**** Data supplied ****

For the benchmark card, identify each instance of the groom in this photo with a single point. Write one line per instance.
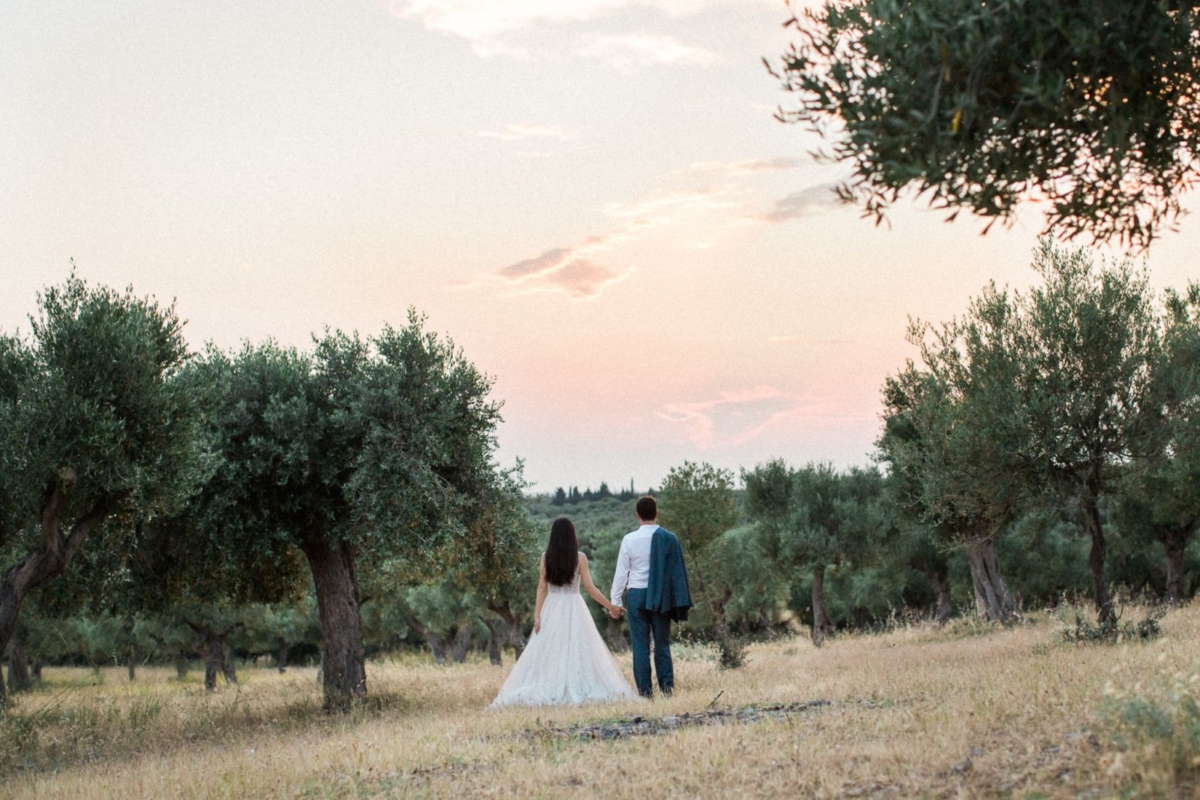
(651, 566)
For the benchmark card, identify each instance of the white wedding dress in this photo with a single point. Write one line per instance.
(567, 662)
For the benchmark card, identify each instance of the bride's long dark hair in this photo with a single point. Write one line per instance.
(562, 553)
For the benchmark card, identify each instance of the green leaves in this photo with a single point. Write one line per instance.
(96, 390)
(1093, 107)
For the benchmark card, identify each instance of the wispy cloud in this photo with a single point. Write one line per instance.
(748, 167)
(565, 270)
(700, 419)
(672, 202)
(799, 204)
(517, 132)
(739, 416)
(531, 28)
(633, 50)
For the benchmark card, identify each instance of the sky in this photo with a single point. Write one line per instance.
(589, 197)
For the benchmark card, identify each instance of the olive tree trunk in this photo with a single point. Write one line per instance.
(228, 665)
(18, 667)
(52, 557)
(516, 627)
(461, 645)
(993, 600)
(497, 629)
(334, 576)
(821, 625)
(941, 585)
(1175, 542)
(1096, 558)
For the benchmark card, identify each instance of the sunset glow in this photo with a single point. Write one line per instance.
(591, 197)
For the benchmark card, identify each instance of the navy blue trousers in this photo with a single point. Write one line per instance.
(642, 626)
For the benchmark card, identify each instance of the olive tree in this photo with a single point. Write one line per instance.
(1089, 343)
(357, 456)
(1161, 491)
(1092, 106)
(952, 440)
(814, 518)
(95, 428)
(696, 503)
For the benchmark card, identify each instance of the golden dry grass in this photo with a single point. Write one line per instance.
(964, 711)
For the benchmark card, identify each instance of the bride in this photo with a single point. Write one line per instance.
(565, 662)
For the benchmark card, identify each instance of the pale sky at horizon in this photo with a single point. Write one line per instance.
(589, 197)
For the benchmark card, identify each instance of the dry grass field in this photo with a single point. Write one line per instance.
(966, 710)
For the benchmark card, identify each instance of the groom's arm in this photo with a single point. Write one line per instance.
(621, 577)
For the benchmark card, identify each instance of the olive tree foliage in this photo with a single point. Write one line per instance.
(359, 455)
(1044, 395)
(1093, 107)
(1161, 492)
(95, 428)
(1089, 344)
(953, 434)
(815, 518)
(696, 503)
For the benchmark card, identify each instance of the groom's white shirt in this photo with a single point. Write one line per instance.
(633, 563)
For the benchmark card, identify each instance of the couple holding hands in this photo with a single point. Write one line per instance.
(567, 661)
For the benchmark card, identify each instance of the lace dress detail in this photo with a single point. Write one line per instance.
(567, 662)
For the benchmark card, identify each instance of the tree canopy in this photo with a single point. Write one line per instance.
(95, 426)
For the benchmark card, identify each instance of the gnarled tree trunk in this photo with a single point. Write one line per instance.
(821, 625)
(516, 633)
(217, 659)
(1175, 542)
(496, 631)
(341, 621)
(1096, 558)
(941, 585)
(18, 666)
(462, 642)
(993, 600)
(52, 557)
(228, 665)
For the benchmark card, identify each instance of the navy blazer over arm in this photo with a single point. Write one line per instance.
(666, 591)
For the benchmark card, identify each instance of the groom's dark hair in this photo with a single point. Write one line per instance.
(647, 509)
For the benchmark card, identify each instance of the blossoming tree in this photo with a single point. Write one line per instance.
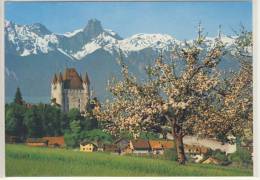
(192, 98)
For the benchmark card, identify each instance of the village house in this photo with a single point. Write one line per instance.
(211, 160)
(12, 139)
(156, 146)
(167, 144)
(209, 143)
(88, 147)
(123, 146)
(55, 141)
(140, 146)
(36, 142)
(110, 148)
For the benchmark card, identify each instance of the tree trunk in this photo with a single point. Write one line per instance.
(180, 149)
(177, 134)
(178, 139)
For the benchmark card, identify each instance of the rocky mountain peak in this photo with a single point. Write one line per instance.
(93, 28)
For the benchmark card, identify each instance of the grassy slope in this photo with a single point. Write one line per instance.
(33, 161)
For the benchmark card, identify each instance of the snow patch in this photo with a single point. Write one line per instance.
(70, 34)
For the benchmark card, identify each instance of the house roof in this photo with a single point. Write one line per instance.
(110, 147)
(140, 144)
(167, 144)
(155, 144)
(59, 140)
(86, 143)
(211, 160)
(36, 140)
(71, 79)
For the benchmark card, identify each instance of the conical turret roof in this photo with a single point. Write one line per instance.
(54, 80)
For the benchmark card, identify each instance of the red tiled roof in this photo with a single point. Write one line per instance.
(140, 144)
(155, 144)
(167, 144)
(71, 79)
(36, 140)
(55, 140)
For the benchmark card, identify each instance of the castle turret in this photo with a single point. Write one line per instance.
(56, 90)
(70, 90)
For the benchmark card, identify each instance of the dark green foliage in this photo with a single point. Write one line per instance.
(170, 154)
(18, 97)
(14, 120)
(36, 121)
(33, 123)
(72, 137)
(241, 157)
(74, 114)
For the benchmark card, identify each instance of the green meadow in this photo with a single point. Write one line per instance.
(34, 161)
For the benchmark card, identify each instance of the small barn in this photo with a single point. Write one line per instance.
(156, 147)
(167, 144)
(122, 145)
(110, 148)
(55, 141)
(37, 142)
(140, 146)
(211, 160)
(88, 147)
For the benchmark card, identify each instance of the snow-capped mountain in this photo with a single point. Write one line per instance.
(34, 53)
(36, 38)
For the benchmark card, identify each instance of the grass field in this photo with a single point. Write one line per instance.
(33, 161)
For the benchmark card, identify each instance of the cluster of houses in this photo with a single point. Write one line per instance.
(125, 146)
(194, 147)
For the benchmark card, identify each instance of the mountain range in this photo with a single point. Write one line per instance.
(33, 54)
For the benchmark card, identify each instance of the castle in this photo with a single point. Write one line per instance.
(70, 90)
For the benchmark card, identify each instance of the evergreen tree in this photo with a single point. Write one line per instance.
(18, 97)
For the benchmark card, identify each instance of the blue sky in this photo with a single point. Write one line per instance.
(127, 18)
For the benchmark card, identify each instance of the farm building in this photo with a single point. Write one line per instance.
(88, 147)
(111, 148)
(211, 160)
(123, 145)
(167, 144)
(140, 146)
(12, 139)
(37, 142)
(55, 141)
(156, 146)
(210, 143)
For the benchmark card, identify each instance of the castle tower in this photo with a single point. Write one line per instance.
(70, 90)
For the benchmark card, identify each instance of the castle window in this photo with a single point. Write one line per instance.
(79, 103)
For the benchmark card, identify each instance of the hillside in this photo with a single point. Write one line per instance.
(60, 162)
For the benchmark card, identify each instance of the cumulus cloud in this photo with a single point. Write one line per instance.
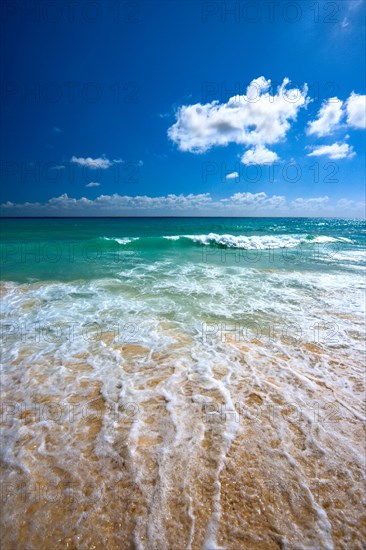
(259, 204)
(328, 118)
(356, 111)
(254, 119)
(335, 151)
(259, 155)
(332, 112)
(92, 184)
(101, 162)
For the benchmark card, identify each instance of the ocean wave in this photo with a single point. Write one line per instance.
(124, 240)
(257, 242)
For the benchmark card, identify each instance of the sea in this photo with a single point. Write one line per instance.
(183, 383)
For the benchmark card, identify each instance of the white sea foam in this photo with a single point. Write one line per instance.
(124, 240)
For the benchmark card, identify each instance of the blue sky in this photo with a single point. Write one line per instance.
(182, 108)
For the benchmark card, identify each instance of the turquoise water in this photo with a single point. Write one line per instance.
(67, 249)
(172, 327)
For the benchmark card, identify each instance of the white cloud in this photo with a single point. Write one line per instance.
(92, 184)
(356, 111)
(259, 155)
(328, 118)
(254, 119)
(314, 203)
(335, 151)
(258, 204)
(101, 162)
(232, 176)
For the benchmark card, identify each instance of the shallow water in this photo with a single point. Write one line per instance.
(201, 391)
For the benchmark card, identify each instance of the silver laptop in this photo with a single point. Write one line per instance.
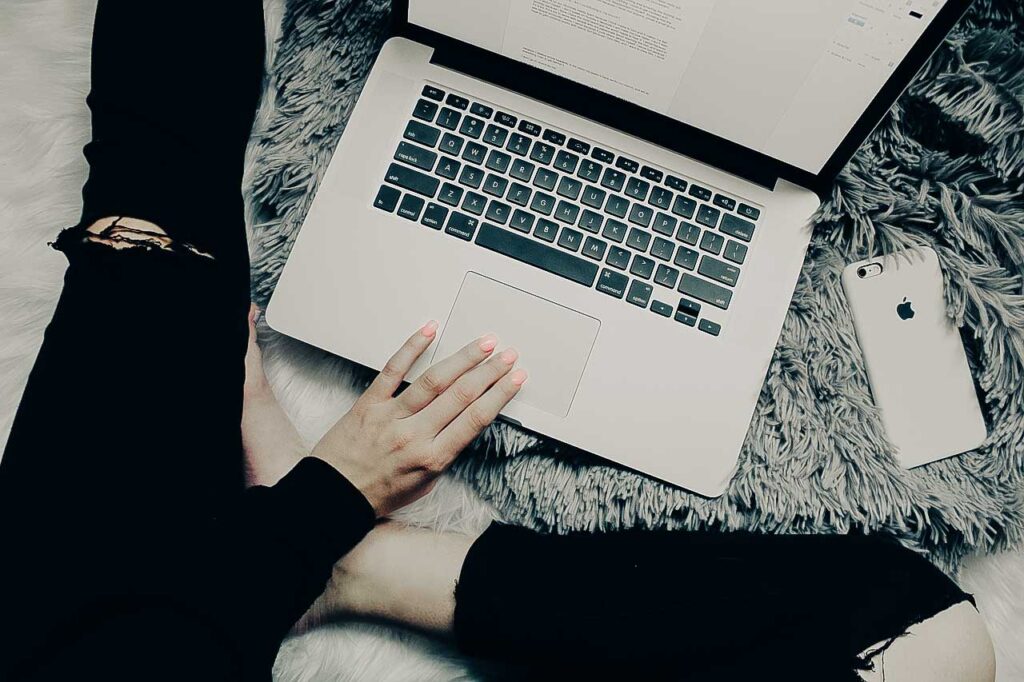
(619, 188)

****

_Written request_
Your copy of the data above should match it exactly, except that pictures are left out.

_Exercise response_
For the benchmark card, identify each instance of the groom in this photo with a single point. Write one line per instance.
(651, 566)
For the benchmark card, identify each instance of the white wedding dress in this photo with a single point. Write one line per instance.
(567, 662)
For the benchmark card, identify each instance of the bride's long dark hair in this photo with a single point. Write one line per instance.
(562, 553)
For the benchmark card, identify each instance of the green leaves in this photo with a single point. Write one line per instance.
(96, 390)
(1093, 107)
For the benchmark card, identify each instance of the wispy cloud in this photo with a single point. Write one line per instance.
(748, 167)
(565, 270)
(700, 419)
(672, 202)
(799, 204)
(517, 132)
(739, 416)
(531, 28)
(633, 50)
For the benchmark card, identify each instance of the sky in this photo with a single point. Write one line per instance.
(589, 197)
For the benchmark card, identify each instance of the olive tree trunk in this photo with a single point. Write one line per instance.
(228, 665)
(18, 667)
(52, 557)
(516, 627)
(461, 645)
(993, 600)
(497, 629)
(334, 576)
(821, 625)
(941, 585)
(1175, 542)
(1096, 558)
For the benchmark card, identify each instance of the sunset glow in this photo with a single point. Write one line per instance.
(591, 197)
For the benchmark card, identify each instance of the navy blue trousers in this photo with a single point. Write one line per instance.
(642, 626)
For the benchmark card, identify each instance of the olive tree in this photo with a single point. Write one line per instance.
(1089, 343)
(357, 456)
(1161, 491)
(1092, 106)
(952, 440)
(814, 518)
(95, 428)
(696, 503)
For the benchmark card, identify each instance of the golden dry grass in this photo with a single point. Write one line per instance.
(964, 711)
For the benchmark card, identify each instance of the bride in this photo with a single point. Write one line per instance.
(565, 662)
For the benchmark card, identify each instance of the pale sky at horizon in this photo with a single point. Write one line per instance.
(589, 197)
For the benchmark card, identify each instance of the dry grass field in this photo with a single point. Write one line per instance.
(966, 710)
For the benchmark card, identify each instance of the groom's arm in this photo with a single point. Write one line per instance.
(621, 577)
For the benchmark card, identify each instance of the olive tree foliage in this photo with a single point. Write one line per instance.
(359, 455)
(1044, 395)
(1093, 107)
(1161, 492)
(95, 428)
(1089, 344)
(953, 434)
(815, 518)
(696, 503)
For the benchmark card, identify each instance of the groom's white shirt in this photo with a single point. Write one line per instance.
(633, 563)
For the benchmark card, identify each instance of the couple holding hands in this photo with a single point. Write one line per instance.
(567, 661)
For the benchmark card, identify each instance of the lace dress detail in this photo with a single point. Write one line per instance.
(567, 662)
For the benchmark card, identify each instance of the tree canopy in this photo with a single point. Write one line per instance.
(95, 426)
For the benchmark card, identify each instance of the gnarled tree trunk in this photo with a single point. Write one line per instance.
(821, 625)
(516, 633)
(217, 659)
(1175, 542)
(496, 631)
(341, 621)
(1096, 558)
(941, 585)
(18, 666)
(462, 642)
(993, 600)
(52, 557)
(228, 665)
For the benchmark card, identify each instance of the navy blazer over arm in this photo with a single point. Write one line per instance.
(666, 591)
For the benchmark card, identify each instance of the groom's dark hair in this photo with a single point. Write one line per instance.
(647, 509)
For the benchmark card, identify each instance of the blossoming tree in this photo with a single point. Write one line per instance.
(192, 98)
For the benchmark card, identify each instance of the village house in this photo with a single point. Write one line per instance.
(211, 160)
(12, 139)
(156, 146)
(167, 144)
(209, 143)
(88, 147)
(123, 146)
(55, 141)
(140, 146)
(36, 142)
(110, 148)
For the benchmark card, identify each instance of the tree trunk in this photo with a single point. Write one line per instance.
(180, 149)
(177, 134)
(178, 139)
For the benchmark card, identify each instance of the rocky mountain peak in this photo with a single point. Write one line per instance.
(93, 28)
For the benchmark card, identify each instance of the grassy slope in this photo with a single point. Write one line per instance.
(33, 161)
For the benchmark card, identify each instance of the snow patch in this photo with a single point. Write one line per instance.
(70, 34)
For the benchmark card, identify each instance of the house roof in this photo with a single point. Write one line per instance.
(110, 147)
(140, 144)
(167, 144)
(155, 144)
(59, 140)
(86, 143)
(211, 160)
(36, 140)
(71, 79)
For the benchmark card, identify each instance of the conical turret roof in this photo with a single point. Write one line per instance.
(54, 80)
For the benchmark card, identify each instance of the red tiled roof in this photo with a single point. Write one line per instance.
(140, 144)
(155, 144)
(167, 144)
(71, 79)
(36, 140)
(55, 140)
For the benchmark card, identify each instance of the castle turret in this photo with a single point. Write one line per instance.
(56, 90)
(70, 90)
For the benchmark card, identify each instance of the dark green foliage in this photo with a single point. Write one line per instance.
(170, 154)
(18, 97)
(14, 120)
(36, 121)
(33, 123)
(72, 137)
(241, 157)
(74, 114)
For the benchmark card, identify each instance of the green meadow in this photo with a single point. Write one line per instance.
(34, 161)
For the benchmark card, identify each instance of the small barn in this photo with a single point. Write one line per instance.
(156, 147)
(167, 144)
(122, 145)
(110, 148)
(55, 141)
(37, 142)
(140, 146)
(211, 160)
(88, 147)
For the benchmark card, identify each instance of the snow-capped mountain in this photo with a single point. Write one line per instance.
(34, 53)
(36, 38)
For the benchmark card, identify each instance of the grass field in this photo with a single point. Write one line per instance.
(33, 161)
For the benchmark card, identify each instance of the cluster of houses in this photo with a single point. Write one line per instance.
(125, 146)
(194, 147)
For the benchmark card, identify each instance of the mountain range in this photo with a single point. Write one line per instance.
(33, 54)
For the benchmark card, identify each instance of the castle in this photo with a single point. Write one line per instance.
(70, 90)
For the benchmark card, identify each instance of the evergreen tree in this photo with a single point. Write one line per instance.
(18, 97)
For the benchmark card, identify each instance of the blue sky in this photo with a single point. Write one line per instance.
(127, 18)
For the benchmark card, identify each instance of the farm building in this photo with a single point. Write one line per instance.
(88, 147)
(111, 148)
(211, 160)
(123, 145)
(167, 144)
(140, 146)
(12, 139)
(37, 142)
(55, 141)
(156, 146)
(210, 143)
For the benchmark card, identify each instance of the castle tower in this photo with a single point. Write one line per instance.
(70, 90)
For the benchmark card, identify each instance of the castle window in this photo with a single point. Write one line per instance.
(79, 103)
For the benchmark card, identify each instance of the hillside in this photo with a single point. Write one line per instance.
(60, 162)
For the benchmark card, identify each instance of the cumulus cloud in this photo with a single point. Write one line per instance.
(259, 204)
(328, 118)
(356, 111)
(254, 119)
(335, 151)
(259, 155)
(332, 112)
(92, 184)
(101, 162)
For the benchmark card, identify each instance of the ocean wave in this photo with a single point. Write one line per instance.
(124, 240)
(257, 242)
For the benchmark card, identify each instance of the sea in this photo with a single point. Write one line per instance.
(183, 383)
For the benchmark card, identify each instance of the white sea foam in this photo with a single point. Write one line per instance.
(124, 240)
For the benchmark card, identify each instance of the blue sky in this photo with a single point. Write one line per instance.
(182, 108)
For the benchmark card, identify each instance of the turquoise water in this photo with a single point. Write one line per instance.
(67, 249)
(172, 327)
For the benchmark card, identify each instance of the white cloud in this photo with a single point. Write one line per instance.
(92, 184)
(356, 111)
(259, 155)
(328, 118)
(254, 119)
(314, 203)
(335, 151)
(258, 204)
(101, 162)
(232, 176)
For the benchmark card, identify each instance of the shallow water in this photo with a single point. Write one line per instance.
(201, 391)
For the benchmark card, identify each instance of the silver laptop in this photo with a single point. Write one line per instance.
(619, 188)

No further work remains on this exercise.